Text to read:
________

Dave mentioned that this `__u64 :64` trick makes vmlinux.h lose the
alignment information, as the struct itself is empty, and so there is
nothing indicating that it has to be 8-byte aligned.

So what if we have

struct bpf_list_node {
    __u64 __opaque[2];
} __attribute__((aligned(8)));

?

> +
>  struct bpf_sysctl {
>         __u32   write;          /* Sysctl is being read (= 0) or written (= 1).
>                                  * Allows 1,2,4-byte read, but no write.
> diff --git a/kernel/bpf/btf.c b/kernel/bpf/btf.c

[...]

> @@ -3284,6 +3347,12 @@ static int btf_get_field_type(const char *name, u32 field_mask, u32 *seen_mask,
>                         goto end;
>                 }
>         }
> +       if (field_mask & BPF_LIST_HEAD) {
> +               if (!strcmp(name, "bpf_list_head")) {
> +                       type = BPF_LIST_HEAD;
> +                       goto end;
> +               }
> +       }
>         /* Only return BPF_KPTR when all other types with matchable names fail */
>         if (field_mask & BPF_KPTR) {
>                 type = BPF_KPTR_REF;
> @@ -3317,6 +3386,8 @@ static int btf_find_struct_field(const struct btf *btf,
>                         return field_type;
>
>                 off = __btf_member_bit_offset(t, member);
> +               if (i && !off)
> +                       return -EFAULT;

why? why can't my struct has zero-sized field in the beginning? This
seems like a very incomplete and unnecessary check to me.

>                 if (off % 8)
>                         /* valid C code cannot generate such BTF */
>                         return -EINVAL;
> @@ -3339,6 +3410,12 @@ static int btf_find_struct_field(const struct btf *btf,
>                         if (ret < 0)
>                                 return ret;
>                         break;
> +               case BPF_LIST_HEAD:
> +                       ret = btf_find_list_head(btf, t, member_type, i, off, sz,
> +                                                idx < info_cnt ? &info[idx] : &tmp);
> +                       if (ret < 0)

________

Written tasks:
- a) Answer these questions about the patch review:
(i) What information does the `__u64 :64` trick cause vmlinux.h to lose?
(ii) What error value does the newly added `if (i && !off)` check return?
(iii) Against which string does the new code compare `name` before setting the type to BPF_LIST_HEAD?
- b) Continue the patch review from the point where it ends.

Data listing:

________

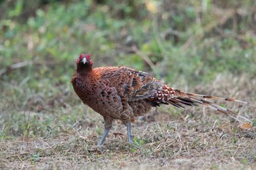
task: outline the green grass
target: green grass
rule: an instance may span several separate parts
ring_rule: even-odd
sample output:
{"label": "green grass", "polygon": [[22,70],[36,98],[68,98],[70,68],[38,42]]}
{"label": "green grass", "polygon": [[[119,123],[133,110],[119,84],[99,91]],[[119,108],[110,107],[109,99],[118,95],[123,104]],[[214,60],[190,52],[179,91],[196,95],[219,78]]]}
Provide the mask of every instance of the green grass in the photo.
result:
{"label": "green grass", "polygon": [[255,104],[254,1],[0,1],[0,169],[255,164],[255,107],[232,103],[218,104],[252,128],[208,109],[162,107],[137,120],[134,146],[116,123],[97,153],[103,120],[70,83],[77,57],[89,53],[94,66],[125,65],[175,88]]}

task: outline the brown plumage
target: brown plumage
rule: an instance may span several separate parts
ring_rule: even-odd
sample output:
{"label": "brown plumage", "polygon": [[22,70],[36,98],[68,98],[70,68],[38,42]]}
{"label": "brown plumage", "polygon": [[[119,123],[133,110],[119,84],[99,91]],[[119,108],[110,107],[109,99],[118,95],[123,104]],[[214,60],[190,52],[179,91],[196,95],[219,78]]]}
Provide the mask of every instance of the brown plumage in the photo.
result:
{"label": "brown plumage", "polygon": [[206,105],[225,115],[231,110],[204,98],[247,102],[229,98],[199,95],[174,90],[154,78],[148,73],[126,66],[106,66],[92,69],[89,54],[80,54],[77,69],[72,78],[75,93],[95,112],[103,116],[105,132],[98,145],[102,145],[112,126],[113,120],[121,120],[127,127],[128,141],[132,143],[131,122],[135,117],[143,115],[153,107],[172,104],[184,108],[185,105]]}

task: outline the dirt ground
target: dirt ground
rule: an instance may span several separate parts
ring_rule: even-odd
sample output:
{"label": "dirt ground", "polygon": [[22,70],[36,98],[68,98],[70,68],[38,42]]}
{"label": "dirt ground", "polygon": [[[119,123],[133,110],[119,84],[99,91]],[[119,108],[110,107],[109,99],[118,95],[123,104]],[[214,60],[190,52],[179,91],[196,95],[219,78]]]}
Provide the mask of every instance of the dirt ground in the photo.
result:
{"label": "dirt ground", "polygon": [[[249,82],[246,77],[220,77],[213,82],[211,93],[230,93],[252,101],[255,99],[255,82]],[[210,86],[198,85],[194,92],[206,92]],[[127,141],[126,128],[117,121],[102,152],[95,146],[102,132],[102,118],[82,107],[86,119],[77,122],[71,130],[63,129],[56,137],[1,142],[0,169],[256,169],[253,106],[225,105],[238,113],[237,120],[208,108],[153,109],[132,124],[132,146]]]}

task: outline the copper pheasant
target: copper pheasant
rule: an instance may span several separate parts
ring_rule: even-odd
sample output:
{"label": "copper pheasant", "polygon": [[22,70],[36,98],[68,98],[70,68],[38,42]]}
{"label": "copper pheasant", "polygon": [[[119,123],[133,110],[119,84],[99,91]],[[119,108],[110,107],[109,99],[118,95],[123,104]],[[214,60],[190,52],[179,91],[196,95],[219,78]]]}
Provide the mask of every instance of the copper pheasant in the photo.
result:
{"label": "copper pheasant", "polygon": [[83,104],[102,115],[105,120],[105,131],[98,146],[103,144],[113,120],[121,120],[127,126],[128,142],[132,143],[131,122],[135,117],[143,115],[151,107],[160,104],[181,108],[185,105],[203,104],[230,115],[233,113],[231,110],[204,98],[246,103],[175,90],[148,73],[126,66],[92,69],[93,61],[89,54],[80,54],[76,63],[77,69],[71,80],[74,90]]}

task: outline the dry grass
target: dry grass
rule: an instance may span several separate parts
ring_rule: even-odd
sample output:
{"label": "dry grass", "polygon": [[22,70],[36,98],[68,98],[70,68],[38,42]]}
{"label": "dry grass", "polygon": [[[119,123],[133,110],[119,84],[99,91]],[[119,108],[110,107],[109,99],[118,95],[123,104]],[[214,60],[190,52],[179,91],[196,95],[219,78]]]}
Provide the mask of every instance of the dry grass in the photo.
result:
{"label": "dry grass", "polygon": [[[214,85],[200,85],[195,91],[222,93],[255,101],[256,81],[220,76]],[[255,119],[251,106],[235,106],[238,115]],[[83,106],[82,106],[83,107]],[[102,118],[86,110],[72,129],[64,129],[53,138],[35,137],[3,140],[0,169],[253,169],[256,167],[256,128],[208,109],[185,111],[162,107],[132,125],[135,144],[127,142],[126,128],[116,122],[101,153],[94,150],[102,128]],[[205,111],[205,115],[203,114]],[[211,113],[211,114],[210,114]],[[246,123],[242,119],[241,122]],[[95,121],[96,120],[96,121]],[[90,123],[91,121],[92,123]],[[101,129],[102,131],[102,129]],[[101,131],[102,132],[102,131]],[[100,133],[101,133],[100,132]]]}

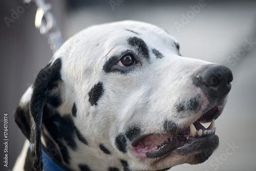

________

Answers to each task:
- a)
(i) The alignment information.
(ii) -EFAULT.
(iii) "bpf_list_head".

- b)
> +                               return ret;
> +                       break;
>                 default:
>                         return -EFAULT;
>                 }
> @@ -3373,6 +3450,8 @@ static int btf_find_datasec_var(const struct btf *btf, const struct btf_type *t,
>                         return field_type;
>
>                 off = vsi->offset;
> +               if (i && !off)
> +                       return -EFAULT;

similarly, I'd say that either we'd need to calculate the exact
expected offset, or just not do anything here?

>                 if (vsi->size != sz)
>                         continue;
>                 if (off % align)
> @@ -3393,6 +3472,12 @@ static int btf_find_datasec_var(const struct btf *btf, const struct btf_type *t,
>                         if (ret < 0)
>                                 return ret;
>                         break;
> +               case BPF_LIST_HEAD:
> +                       ret = btf_find_list_head(btf, var, var_type, -1, off, sz,
> +                                                idx < info_cnt ? &info[idx] : &tmp);
> +                       if (ret < 0)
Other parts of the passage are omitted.